__Problem description__. Go through the records below and report each line with "door" in it.

__Raw data__.
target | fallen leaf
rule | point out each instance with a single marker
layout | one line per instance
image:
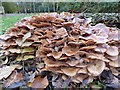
(70, 71)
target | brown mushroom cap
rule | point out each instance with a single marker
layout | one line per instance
(114, 63)
(112, 51)
(96, 67)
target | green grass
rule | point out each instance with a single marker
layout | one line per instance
(9, 21)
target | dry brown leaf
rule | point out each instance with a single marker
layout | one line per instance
(70, 71)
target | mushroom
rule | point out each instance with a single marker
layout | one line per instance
(112, 51)
(96, 67)
(70, 50)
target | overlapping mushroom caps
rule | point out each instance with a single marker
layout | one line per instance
(65, 43)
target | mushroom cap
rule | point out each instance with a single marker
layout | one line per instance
(96, 67)
(114, 63)
(112, 51)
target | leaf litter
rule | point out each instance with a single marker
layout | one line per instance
(58, 50)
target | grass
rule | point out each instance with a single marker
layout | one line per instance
(9, 21)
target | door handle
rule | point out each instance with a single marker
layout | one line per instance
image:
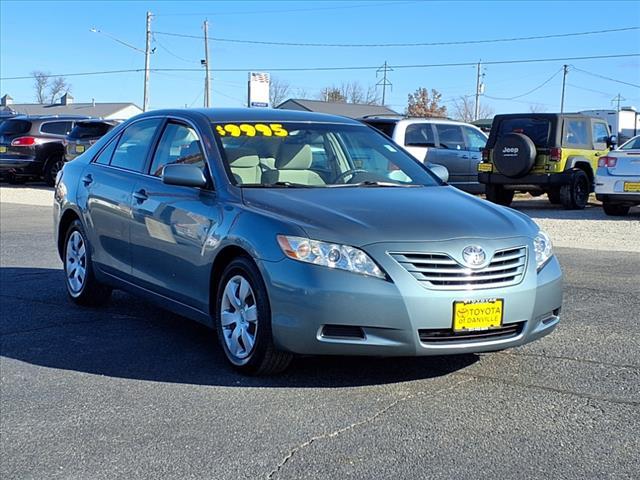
(140, 195)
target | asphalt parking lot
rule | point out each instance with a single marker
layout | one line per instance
(131, 391)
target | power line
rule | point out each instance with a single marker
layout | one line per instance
(296, 10)
(415, 44)
(344, 68)
(606, 78)
(530, 91)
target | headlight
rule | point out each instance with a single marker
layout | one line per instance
(330, 255)
(543, 248)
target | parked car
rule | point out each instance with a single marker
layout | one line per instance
(456, 145)
(618, 178)
(84, 134)
(299, 233)
(550, 153)
(31, 147)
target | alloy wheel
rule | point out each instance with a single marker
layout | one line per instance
(239, 317)
(76, 263)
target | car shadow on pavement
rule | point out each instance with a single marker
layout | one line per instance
(133, 339)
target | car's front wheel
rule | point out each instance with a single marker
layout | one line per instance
(615, 210)
(498, 194)
(243, 321)
(82, 286)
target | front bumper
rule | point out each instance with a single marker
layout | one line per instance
(543, 180)
(390, 314)
(610, 188)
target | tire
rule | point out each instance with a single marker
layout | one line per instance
(615, 210)
(554, 196)
(51, 168)
(246, 338)
(498, 194)
(575, 195)
(514, 154)
(82, 286)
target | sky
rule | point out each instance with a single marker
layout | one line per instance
(56, 37)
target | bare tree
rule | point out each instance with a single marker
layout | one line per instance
(58, 86)
(537, 108)
(421, 104)
(40, 82)
(279, 91)
(464, 109)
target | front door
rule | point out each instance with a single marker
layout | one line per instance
(171, 225)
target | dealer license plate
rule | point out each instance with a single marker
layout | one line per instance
(477, 315)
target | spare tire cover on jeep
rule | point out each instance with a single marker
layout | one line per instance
(514, 154)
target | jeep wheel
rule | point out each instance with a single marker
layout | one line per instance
(615, 210)
(498, 194)
(575, 194)
(554, 196)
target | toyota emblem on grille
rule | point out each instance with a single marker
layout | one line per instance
(474, 256)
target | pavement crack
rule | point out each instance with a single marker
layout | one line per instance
(618, 401)
(357, 424)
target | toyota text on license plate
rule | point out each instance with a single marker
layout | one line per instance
(477, 314)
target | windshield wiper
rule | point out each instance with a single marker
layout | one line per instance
(278, 185)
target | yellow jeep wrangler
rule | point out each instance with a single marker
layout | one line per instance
(550, 153)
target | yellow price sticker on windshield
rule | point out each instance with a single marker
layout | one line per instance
(251, 130)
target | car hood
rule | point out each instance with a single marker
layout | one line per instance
(362, 216)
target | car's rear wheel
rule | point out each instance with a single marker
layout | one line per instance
(51, 168)
(243, 321)
(575, 194)
(82, 286)
(615, 210)
(498, 194)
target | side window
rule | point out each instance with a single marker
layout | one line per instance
(419, 135)
(104, 158)
(576, 133)
(450, 136)
(133, 147)
(178, 144)
(56, 128)
(600, 134)
(475, 140)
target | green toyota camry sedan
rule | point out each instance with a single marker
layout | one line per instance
(299, 233)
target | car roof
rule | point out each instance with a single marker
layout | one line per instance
(254, 115)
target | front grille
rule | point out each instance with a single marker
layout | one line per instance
(447, 335)
(440, 271)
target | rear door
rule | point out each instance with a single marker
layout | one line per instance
(107, 184)
(171, 224)
(451, 152)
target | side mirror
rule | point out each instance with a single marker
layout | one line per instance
(439, 171)
(184, 174)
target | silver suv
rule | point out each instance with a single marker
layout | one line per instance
(456, 145)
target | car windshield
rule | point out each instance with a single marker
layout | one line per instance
(315, 155)
(537, 129)
(89, 130)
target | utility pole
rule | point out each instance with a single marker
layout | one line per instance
(147, 58)
(565, 70)
(476, 112)
(207, 79)
(383, 81)
(618, 99)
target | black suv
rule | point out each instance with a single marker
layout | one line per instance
(550, 153)
(32, 147)
(85, 134)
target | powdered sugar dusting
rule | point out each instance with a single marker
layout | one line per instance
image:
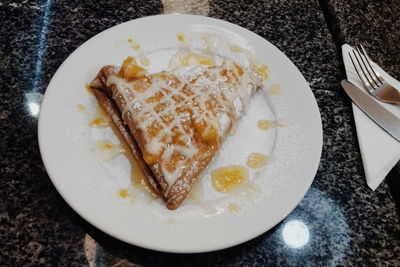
(210, 96)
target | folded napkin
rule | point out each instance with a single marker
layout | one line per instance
(379, 150)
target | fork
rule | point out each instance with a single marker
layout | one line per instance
(372, 80)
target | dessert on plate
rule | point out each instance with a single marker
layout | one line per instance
(174, 121)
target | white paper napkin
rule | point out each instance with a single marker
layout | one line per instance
(379, 150)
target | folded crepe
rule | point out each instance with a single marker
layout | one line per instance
(174, 121)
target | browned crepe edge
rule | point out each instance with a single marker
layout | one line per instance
(107, 104)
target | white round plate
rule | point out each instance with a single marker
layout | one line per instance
(91, 185)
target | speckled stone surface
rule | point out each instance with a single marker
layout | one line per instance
(348, 224)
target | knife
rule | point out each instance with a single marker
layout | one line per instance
(381, 116)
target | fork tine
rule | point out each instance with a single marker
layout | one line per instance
(377, 75)
(362, 78)
(365, 68)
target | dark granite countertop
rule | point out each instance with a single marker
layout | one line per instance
(348, 223)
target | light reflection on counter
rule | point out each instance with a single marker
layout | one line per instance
(33, 102)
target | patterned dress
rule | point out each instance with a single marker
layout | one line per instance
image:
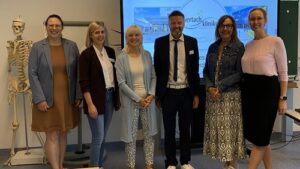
(223, 131)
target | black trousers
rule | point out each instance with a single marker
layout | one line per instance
(177, 101)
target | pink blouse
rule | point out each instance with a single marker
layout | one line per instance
(266, 56)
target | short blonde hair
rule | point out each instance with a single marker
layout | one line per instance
(92, 27)
(131, 29)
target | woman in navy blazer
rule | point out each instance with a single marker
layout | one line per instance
(53, 77)
(99, 87)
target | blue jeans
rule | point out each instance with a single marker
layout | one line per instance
(99, 127)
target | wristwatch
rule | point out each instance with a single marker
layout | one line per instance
(283, 98)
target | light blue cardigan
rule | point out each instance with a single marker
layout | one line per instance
(128, 96)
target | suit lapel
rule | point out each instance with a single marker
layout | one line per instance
(96, 59)
(67, 54)
(187, 50)
(48, 55)
(167, 51)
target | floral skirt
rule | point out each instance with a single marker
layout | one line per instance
(223, 132)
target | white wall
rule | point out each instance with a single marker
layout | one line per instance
(34, 13)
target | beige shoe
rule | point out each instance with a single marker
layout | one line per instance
(230, 167)
(171, 167)
(149, 166)
(187, 166)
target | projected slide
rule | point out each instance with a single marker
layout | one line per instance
(201, 17)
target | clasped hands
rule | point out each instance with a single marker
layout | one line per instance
(145, 102)
(214, 92)
(43, 105)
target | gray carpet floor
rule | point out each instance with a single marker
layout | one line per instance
(286, 155)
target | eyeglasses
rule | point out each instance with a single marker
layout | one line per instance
(229, 26)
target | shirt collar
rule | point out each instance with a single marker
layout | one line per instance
(171, 38)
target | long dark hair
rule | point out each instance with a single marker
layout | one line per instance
(234, 37)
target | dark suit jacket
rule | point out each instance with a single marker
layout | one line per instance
(92, 78)
(40, 71)
(162, 64)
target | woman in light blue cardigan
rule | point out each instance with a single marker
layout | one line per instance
(136, 79)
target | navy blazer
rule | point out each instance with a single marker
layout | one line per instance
(92, 78)
(40, 71)
(162, 64)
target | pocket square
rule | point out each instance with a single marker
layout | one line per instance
(191, 52)
(112, 60)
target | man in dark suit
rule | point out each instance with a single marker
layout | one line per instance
(176, 61)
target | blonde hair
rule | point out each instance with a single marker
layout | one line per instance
(131, 29)
(92, 27)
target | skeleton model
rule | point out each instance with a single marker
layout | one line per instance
(18, 83)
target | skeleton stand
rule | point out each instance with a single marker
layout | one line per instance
(18, 52)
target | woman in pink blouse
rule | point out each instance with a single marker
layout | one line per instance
(264, 64)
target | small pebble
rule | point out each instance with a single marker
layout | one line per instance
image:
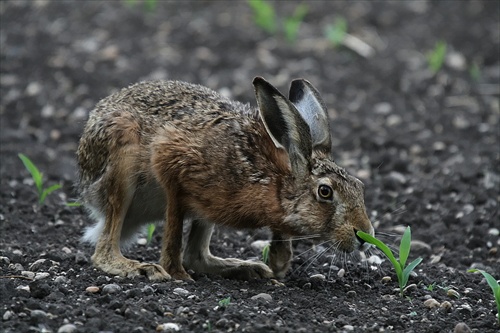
(446, 306)
(41, 275)
(67, 328)
(431, 303)
(462, 328)
(28, 274)
(92, 289)
(168, 327)
(61, 279)
(263, 296)
(375, 260)
(111, 288)
(453, 293)
(181, 292)
(7, 315)
(319, 277)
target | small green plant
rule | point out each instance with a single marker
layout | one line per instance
(337, 31)
(264, 15)
(292, 23)
(224, 303)
(265, 254)
(150, 231)
(435, 58)
(402, 272)
(495, 287)
(37, 176)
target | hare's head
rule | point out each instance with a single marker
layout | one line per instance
(321, 200)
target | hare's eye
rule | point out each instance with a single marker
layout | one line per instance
(325, 192)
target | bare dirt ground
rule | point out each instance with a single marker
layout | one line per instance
(425, 144)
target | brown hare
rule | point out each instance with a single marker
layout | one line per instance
(172, 151)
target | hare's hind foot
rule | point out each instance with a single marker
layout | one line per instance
(119, 265)
(197, 257)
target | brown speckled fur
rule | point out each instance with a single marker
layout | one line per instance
(172, 150)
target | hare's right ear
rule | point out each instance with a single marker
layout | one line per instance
(312, 108)
(285, 126)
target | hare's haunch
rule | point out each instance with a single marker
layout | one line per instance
(169, 151)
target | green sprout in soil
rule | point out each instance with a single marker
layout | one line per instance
(150, 231)
(264, 15)
(265, 254)
(495, 287)
(402, 272)
(292, 23)
(37, 176)
(224, 303)
(435, 58)
(336, 32)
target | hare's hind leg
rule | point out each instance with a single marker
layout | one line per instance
(120, 188)
(197, 257)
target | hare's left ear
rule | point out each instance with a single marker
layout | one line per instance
(312, 108)
(285, 126)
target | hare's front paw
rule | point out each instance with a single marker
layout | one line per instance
(119, 265)
(230, 268)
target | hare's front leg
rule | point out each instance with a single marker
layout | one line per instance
(107, 255)
(280, 255)
(197, 257)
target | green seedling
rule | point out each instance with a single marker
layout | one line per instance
(224, 303)
(38, 179)
(402, 272)
(150, 231)
(292, 23)
(337, 31)
(435, 58)
(495, 287)
(264, 15)
(265, 254)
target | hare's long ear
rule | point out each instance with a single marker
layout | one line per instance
(312, 108)
(285, 126)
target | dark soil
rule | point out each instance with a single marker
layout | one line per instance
(426, 145)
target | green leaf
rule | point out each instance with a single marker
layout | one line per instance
(151, 230)
(404, 246)
(36, 175)
(384, 248)
(408, 269)
(435, 58)
(265, 254)
(336, 32)
(49, 190)
(264, 16)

__Solution to this problem__.
target | door handle
target | front door
target | rear door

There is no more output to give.